— Document section —

+ + + +

With the # in parens being success rate, the timing makes little sense to me.
A TCP connection with 10% loss will work and transfer (it's gonna suck) and be very very very slow but their TCP 10% loss example is faster somehow?
TCP being reliable will just get slower with loss until it eventually can't transmit any successful packets within some TCP timeout (or some application-level timeout).
Even a 50% packet loss connection will work, within some definitions of the word "work" and also this brings up the biggest missing point in that chart: this all depends heavily on latency.
50% loss on a connection with 1ms latency is much more tolerable than 1% loss on a connection with 1000ms latency and will transfer faster (caveats around algorithms and other things apply, but this is directionally correct).
A real chart for this would be a graph where X is the % of packet loss and Y is the latency amount with distinct lines per protocol (really one line per defined protocol configuration, eg tcp cubic w/nagle vs without and with/without some device doing RED in the middle or different RED configurations, etc, many parameters to test here).
If this sounds negative, it's not, I think the research around effective high-latency protocols is very interesting and important. I was thinking recently (probably due to all the SpaceX news) about what the internet will look like for people on the moon or on mars. The current internet will just not work for them at all. We will require very creative solutions to make a useful open internet connections which isn't locked down to Apple/Facebook/Google/X/Netflix/etc.
A big problem with TCP's loss avoidance is that it assumes the cause of loss is congestion, so if you use it on a network with random packet loss it can just get slower and slower and slower until it effectively stops working entirely.
Agreed that it's a problem but probably not a huge one today on the internet since most loss is actually a result of congestion.
It has led to some weird things whereby the L2 protocols (thinking wifi and LTE/cellular) have their own reliability layer to combat the problem you're describing. I'm not sure if things would be better or worse if they didn't do this and TCP was responsible, the iteration of solutions for it would be much slower and probably could never be as good as the current situation where the network presents a less-lossy layer to TCP.

+ + + +

— Dataset entries —
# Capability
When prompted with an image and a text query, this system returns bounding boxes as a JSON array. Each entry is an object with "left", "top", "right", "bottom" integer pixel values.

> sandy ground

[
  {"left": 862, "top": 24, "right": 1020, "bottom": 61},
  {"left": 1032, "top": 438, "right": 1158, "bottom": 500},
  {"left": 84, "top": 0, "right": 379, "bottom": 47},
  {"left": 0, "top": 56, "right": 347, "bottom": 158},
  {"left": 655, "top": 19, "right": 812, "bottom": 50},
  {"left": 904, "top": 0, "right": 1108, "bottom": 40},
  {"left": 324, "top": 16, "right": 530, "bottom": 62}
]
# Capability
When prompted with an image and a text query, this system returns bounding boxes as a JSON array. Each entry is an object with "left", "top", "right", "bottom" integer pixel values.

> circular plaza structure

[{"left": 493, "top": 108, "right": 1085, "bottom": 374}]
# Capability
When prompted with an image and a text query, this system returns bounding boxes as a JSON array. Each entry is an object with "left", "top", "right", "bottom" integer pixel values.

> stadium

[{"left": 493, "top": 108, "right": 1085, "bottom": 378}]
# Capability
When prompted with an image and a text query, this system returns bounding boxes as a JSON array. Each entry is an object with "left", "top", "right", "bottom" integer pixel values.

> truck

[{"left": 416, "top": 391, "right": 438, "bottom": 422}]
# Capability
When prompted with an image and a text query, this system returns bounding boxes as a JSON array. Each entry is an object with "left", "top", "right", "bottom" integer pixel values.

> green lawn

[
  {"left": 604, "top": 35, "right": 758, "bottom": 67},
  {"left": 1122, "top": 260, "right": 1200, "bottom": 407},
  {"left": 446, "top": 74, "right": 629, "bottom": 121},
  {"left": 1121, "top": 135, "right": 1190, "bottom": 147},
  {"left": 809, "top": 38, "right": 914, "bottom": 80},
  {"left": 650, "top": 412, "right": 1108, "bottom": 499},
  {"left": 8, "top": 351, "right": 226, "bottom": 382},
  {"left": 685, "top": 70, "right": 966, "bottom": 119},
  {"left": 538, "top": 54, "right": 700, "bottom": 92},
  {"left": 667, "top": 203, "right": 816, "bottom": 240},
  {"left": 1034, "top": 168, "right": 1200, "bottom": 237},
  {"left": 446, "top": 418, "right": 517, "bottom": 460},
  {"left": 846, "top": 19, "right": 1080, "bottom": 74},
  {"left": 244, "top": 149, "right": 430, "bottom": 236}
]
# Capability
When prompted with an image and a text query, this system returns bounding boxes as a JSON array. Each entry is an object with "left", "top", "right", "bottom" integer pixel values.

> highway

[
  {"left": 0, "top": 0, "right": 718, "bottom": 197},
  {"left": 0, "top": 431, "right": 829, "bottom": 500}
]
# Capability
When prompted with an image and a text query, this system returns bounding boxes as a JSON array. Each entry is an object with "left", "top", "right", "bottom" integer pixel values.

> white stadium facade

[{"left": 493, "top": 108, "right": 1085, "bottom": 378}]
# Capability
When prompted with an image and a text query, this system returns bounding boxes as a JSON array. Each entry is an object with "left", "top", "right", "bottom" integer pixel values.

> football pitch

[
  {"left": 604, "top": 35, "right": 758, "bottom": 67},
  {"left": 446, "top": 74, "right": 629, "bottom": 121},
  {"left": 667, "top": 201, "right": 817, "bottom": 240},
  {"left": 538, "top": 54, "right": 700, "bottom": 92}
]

+ + + +

— Stated task 1 —
Which companies does the discussion of TCP packet loss name?
— Stated task 2 —
In the discussion of TCP packet loss, what does TCP's loss avoidance assume is the cause of loss?
— Stated task 3 —
In the discussion of TCP packet loss, substitute "delay" for "latency" and give the passage from "Even a 50% packet" up to and including "to test here).".

— Task answer 1 —
Apple, Facebook, Google, X, Netflix

— Task answer 2 —
It assumes the cause of loss is congestion.

— Task answer 3 —
Even a 50% packet loss connection will work, within some definitions of the word "work" and also this brings up the biggest missing point in that chart: this all depends heavily on delay.
50% loss on a connection with 1ms delay is much more tolerable than 1% loss on a connection with 1000ms delay and will transfer faster (caveats around algorithms and other things apply, but this is directionally correct).
A real chart for this would be a graph where X is the % of packet loss and Y is the delay amount with distinct lines per protocol (really one line per defined protocol configuration, eg tcp cubic w/nagle vs without and with/without some device doing RED in the middle or different RED configurations, etc, many parameters to test here).